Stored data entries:
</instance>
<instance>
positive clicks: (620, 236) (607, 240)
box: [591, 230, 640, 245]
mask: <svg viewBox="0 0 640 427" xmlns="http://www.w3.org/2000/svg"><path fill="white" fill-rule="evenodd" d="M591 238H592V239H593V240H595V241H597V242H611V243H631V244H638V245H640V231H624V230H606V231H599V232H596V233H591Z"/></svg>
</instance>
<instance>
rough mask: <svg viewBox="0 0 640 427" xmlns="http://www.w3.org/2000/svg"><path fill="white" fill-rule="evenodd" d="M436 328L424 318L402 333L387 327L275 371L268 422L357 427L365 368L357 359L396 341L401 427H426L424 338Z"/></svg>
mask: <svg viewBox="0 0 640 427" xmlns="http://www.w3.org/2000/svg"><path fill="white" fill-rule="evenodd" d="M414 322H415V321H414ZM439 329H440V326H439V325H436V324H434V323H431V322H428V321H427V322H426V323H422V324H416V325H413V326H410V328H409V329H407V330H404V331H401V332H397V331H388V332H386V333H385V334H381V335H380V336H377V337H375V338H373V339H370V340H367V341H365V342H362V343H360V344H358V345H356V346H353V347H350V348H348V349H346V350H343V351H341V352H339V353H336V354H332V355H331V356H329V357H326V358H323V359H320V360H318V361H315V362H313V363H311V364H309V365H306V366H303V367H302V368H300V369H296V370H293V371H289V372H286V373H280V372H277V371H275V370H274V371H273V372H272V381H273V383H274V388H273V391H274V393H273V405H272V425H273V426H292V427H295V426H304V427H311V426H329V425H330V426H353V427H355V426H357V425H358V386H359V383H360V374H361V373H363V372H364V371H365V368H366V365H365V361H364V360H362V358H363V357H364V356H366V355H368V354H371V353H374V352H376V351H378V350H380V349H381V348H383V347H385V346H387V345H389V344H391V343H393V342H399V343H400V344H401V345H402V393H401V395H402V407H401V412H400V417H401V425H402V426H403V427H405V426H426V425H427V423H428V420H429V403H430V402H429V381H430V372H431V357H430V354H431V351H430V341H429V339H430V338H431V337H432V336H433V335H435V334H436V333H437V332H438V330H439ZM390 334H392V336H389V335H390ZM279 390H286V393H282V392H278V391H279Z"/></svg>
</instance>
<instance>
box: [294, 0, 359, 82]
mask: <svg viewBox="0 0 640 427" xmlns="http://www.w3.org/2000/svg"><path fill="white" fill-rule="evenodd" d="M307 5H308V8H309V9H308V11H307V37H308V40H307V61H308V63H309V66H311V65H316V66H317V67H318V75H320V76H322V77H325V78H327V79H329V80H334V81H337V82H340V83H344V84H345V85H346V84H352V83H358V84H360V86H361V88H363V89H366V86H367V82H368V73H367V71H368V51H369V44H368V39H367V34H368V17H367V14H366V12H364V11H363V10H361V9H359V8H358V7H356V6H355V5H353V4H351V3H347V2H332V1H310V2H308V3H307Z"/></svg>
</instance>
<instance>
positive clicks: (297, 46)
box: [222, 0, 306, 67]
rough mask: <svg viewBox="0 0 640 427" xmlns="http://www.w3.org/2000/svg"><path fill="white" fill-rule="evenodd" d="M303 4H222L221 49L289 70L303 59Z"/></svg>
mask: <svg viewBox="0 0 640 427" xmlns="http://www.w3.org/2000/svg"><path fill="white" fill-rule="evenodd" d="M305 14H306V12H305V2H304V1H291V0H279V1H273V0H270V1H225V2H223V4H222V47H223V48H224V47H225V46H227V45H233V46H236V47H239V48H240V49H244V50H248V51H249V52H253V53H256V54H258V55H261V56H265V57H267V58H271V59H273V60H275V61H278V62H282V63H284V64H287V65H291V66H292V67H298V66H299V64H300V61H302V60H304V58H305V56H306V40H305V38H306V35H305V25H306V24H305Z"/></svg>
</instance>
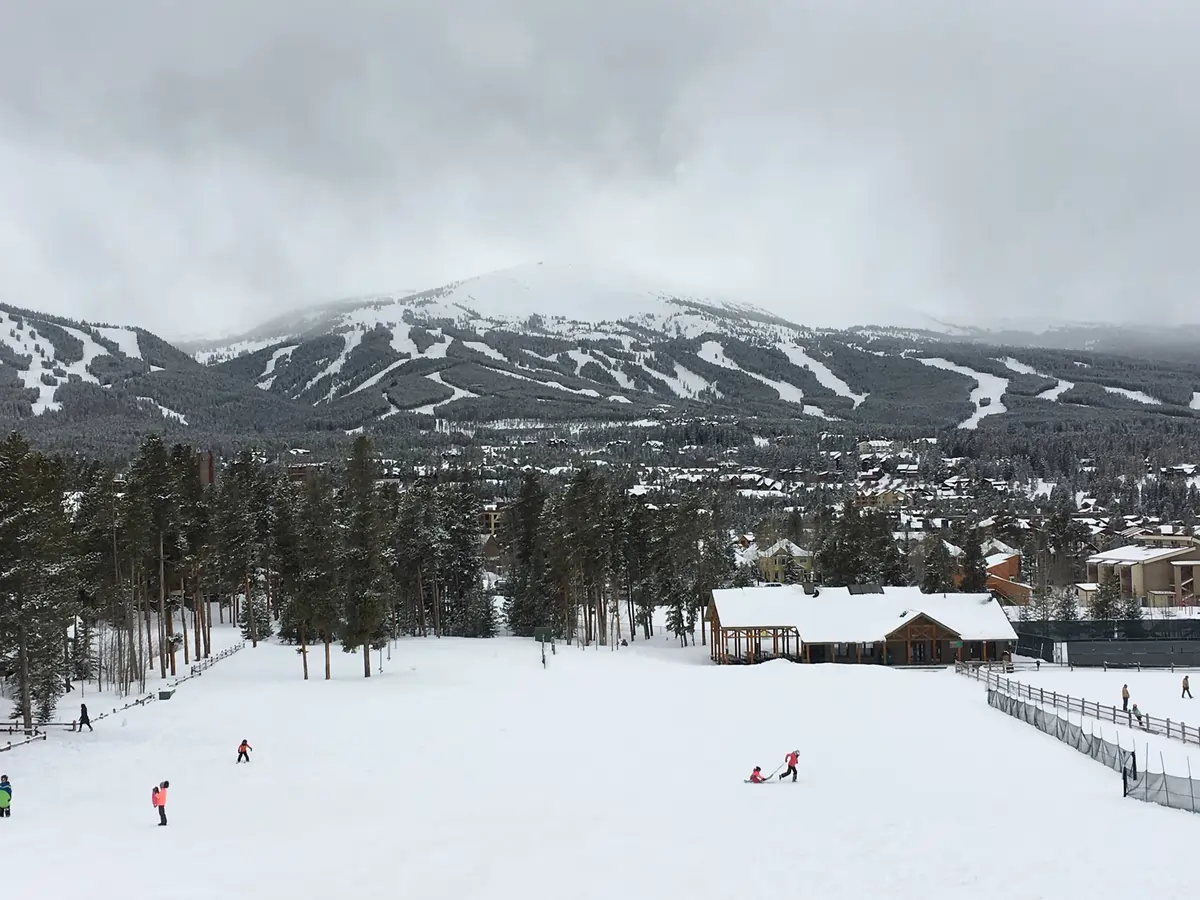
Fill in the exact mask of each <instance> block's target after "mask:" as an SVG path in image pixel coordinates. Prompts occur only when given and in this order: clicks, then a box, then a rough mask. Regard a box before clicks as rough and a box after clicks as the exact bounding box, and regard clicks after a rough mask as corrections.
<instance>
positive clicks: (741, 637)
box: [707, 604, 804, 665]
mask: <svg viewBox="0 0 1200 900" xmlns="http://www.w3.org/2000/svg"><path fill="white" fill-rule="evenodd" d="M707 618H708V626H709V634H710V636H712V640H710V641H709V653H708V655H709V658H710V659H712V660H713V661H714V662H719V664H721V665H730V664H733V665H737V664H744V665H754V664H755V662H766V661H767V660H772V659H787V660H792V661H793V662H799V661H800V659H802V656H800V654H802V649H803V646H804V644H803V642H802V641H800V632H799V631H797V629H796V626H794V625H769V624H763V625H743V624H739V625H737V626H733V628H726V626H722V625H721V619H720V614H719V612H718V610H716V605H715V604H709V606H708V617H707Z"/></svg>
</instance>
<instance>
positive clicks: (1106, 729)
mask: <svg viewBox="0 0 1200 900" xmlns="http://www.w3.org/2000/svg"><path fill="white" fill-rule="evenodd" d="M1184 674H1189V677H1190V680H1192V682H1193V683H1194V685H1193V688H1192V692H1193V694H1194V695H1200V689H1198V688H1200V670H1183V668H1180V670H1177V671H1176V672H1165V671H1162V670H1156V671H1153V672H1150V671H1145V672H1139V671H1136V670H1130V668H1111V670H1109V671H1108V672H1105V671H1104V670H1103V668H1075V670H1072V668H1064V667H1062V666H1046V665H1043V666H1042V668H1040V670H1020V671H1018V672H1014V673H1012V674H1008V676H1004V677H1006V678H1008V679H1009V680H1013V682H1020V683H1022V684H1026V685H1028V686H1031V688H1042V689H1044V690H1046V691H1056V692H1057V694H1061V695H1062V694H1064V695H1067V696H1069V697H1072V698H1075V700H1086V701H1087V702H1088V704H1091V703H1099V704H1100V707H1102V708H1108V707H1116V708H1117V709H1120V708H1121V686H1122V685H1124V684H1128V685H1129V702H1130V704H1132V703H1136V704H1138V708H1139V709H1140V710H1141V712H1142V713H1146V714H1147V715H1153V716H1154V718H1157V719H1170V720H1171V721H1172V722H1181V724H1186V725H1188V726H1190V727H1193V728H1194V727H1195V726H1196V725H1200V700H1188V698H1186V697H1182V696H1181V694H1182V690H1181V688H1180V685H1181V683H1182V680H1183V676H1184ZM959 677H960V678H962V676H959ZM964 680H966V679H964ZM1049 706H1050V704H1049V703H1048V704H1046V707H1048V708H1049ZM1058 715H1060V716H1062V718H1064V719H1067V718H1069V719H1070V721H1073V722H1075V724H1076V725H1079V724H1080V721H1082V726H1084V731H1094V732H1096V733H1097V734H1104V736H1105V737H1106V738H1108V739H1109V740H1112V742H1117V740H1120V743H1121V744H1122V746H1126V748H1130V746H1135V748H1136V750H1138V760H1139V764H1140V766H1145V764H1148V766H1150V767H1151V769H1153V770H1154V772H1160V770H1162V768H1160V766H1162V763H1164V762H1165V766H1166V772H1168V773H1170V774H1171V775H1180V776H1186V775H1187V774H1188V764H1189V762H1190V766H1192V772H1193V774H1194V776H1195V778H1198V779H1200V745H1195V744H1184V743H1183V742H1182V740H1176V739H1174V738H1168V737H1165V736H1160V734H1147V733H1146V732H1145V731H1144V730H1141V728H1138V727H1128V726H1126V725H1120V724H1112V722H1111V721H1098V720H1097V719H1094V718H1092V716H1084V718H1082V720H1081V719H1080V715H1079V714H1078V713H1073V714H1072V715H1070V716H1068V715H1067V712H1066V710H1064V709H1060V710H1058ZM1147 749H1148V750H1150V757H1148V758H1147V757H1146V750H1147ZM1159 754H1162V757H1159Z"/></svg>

ASSIGNED TASK:
Show each line of the entries above that contains the string "positive". Case counts.

SOLVED EXERCISE:
positive clicks: (620, 236) (607, 240)
positive clicks: (297, 46)
positive clicks: (741, 637)
positive clicks: (1106, 729)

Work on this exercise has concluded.